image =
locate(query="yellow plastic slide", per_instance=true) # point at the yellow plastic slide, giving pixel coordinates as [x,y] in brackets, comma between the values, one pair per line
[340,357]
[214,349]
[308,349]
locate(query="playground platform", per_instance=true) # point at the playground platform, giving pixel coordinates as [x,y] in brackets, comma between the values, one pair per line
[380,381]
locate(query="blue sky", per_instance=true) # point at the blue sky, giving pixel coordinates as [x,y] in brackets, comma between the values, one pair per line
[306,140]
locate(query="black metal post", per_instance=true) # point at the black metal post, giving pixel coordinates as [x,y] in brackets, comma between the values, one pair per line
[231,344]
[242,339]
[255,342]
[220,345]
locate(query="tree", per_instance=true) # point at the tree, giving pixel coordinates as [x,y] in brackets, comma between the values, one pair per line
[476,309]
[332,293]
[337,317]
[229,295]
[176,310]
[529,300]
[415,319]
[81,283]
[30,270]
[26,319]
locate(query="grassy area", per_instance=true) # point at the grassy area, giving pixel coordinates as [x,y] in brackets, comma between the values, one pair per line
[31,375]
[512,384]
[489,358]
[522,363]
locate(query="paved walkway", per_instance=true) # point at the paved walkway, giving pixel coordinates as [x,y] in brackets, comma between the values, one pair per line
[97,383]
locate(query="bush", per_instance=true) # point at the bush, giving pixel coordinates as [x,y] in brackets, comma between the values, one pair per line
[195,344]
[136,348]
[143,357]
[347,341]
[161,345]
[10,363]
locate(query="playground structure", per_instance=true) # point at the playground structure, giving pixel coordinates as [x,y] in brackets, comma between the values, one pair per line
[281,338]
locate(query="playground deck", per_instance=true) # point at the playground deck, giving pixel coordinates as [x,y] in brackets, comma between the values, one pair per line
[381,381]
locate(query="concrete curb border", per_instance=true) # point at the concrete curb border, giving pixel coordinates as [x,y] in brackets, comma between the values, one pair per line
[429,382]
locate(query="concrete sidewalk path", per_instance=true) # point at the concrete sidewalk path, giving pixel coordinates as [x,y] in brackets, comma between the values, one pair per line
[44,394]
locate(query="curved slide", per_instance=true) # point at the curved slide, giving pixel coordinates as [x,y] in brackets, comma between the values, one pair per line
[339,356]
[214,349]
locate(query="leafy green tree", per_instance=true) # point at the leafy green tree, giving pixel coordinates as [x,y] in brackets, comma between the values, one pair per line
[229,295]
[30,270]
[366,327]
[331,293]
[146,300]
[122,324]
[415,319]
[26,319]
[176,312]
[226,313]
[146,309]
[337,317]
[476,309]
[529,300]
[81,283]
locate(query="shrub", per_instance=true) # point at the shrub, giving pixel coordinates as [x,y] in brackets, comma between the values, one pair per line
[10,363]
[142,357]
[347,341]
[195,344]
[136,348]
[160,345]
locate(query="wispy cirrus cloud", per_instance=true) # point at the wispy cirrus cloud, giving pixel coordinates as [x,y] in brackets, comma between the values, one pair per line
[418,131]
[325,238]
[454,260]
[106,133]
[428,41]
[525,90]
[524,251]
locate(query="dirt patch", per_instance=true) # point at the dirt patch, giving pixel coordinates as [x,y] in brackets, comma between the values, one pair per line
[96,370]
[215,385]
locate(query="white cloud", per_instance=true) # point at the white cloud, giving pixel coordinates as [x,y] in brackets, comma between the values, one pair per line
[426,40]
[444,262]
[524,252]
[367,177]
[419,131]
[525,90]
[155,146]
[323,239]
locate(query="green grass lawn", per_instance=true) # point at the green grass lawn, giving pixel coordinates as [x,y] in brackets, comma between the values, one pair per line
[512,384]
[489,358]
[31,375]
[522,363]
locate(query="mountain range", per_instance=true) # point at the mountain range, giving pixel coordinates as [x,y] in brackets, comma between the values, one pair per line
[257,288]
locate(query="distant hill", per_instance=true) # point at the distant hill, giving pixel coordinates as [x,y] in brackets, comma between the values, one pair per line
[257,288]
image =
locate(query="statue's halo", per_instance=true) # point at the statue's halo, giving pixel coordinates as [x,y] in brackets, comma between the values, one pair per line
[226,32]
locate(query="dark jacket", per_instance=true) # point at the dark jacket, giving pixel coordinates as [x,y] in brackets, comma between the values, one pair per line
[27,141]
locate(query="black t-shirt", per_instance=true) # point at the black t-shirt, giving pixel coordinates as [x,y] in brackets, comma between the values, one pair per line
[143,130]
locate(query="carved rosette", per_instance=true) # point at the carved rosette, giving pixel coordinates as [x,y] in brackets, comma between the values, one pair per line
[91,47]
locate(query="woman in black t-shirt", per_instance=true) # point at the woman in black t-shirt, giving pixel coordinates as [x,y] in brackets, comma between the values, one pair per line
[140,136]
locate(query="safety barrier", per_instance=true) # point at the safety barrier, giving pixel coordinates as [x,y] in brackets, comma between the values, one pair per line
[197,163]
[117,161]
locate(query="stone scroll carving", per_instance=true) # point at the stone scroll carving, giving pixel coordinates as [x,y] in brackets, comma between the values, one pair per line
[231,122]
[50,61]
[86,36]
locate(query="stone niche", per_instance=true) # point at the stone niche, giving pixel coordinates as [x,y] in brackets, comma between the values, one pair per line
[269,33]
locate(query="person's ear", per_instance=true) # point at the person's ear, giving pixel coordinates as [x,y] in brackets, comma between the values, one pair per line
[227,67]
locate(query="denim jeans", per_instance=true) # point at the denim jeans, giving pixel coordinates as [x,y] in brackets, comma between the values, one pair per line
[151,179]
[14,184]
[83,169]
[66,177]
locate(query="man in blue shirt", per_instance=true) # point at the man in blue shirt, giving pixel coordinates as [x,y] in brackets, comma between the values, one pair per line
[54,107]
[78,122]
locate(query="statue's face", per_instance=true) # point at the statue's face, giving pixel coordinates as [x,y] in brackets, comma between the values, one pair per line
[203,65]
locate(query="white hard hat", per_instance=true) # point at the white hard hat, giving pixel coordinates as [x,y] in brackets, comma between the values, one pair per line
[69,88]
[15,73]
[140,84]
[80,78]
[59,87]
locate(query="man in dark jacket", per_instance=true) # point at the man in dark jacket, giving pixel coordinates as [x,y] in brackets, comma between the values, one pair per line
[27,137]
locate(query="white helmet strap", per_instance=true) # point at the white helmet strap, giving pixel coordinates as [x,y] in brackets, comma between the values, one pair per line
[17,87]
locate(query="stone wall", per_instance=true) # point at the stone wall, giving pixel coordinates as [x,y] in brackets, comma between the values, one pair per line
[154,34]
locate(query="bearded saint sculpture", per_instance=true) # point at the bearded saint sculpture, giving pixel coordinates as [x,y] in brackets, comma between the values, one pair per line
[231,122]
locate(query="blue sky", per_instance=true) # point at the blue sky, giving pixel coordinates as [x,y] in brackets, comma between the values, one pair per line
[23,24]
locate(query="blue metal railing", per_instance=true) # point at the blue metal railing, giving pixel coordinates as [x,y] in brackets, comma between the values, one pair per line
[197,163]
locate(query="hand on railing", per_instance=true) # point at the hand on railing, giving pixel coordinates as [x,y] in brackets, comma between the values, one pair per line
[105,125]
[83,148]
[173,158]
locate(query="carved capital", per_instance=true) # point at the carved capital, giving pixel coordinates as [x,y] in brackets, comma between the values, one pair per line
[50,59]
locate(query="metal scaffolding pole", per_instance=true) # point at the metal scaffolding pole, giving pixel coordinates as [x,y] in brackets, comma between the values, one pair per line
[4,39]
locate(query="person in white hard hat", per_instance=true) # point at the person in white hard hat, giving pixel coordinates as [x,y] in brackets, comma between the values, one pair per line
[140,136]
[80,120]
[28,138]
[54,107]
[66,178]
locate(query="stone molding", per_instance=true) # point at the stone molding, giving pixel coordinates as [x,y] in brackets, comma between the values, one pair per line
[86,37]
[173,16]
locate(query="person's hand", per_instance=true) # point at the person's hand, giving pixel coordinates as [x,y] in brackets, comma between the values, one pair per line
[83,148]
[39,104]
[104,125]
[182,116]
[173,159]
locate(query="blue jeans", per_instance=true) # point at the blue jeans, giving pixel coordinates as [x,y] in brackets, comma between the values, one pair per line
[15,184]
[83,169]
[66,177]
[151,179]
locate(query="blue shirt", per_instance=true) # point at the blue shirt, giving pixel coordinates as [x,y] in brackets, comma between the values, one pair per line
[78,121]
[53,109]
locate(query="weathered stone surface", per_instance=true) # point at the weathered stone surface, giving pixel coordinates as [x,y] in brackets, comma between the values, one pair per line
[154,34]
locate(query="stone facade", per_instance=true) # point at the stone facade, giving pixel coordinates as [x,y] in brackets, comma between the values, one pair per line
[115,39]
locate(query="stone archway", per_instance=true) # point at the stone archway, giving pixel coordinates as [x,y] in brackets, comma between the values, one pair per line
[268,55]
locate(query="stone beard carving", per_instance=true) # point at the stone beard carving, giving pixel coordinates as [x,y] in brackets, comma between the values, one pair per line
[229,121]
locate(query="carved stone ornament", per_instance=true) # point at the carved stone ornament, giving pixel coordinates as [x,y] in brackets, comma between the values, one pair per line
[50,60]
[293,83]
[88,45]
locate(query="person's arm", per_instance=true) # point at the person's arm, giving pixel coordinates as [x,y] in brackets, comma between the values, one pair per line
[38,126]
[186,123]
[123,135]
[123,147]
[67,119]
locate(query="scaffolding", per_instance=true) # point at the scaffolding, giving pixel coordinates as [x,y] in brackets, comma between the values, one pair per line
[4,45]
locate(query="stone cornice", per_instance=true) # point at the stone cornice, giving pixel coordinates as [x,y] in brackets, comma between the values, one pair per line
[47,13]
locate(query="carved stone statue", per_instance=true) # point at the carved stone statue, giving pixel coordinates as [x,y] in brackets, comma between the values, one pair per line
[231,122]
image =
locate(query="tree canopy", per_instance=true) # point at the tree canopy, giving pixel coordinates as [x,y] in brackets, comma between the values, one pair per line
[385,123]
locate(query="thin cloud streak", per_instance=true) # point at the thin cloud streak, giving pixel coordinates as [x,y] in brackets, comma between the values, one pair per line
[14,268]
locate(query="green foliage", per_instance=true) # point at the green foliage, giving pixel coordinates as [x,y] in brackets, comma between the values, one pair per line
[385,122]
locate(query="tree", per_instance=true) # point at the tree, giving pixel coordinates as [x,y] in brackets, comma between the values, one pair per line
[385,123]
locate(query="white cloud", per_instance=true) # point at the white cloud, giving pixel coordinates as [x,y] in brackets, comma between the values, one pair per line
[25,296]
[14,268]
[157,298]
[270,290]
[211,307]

★ ★ ★

• _Requirement_
Copy the data above without changes, starting with the line that contains "at the thin" and continuing through the last line of the data.

• _Task output_
locate(query="thin cloud streak", per_instance=true) # point at the thin cloud streak, giving pixel coordinates as [x,y] in brackets, comma between the values, one pair per line
[14,268]
locate(query="green foliage", per_instance=true) # point at the green foliage, giving pixel coordinates as [x,y] in brackets, comma between the values, one pair per line
[385,122]
locate(query="tree", per_instance=true) # point at the tree, giving pixel coordinates as [x,y] in brackets, comma between the values, one pair per line
[385,123]
locate(query="white cloud", per_instance=true) # point at the white cloud, giving pixel coordinates as [x,y] in brackets, comma between the values, one pair per line
[25,296]
[14,268]
[157,298]
[270,290]
[211,307]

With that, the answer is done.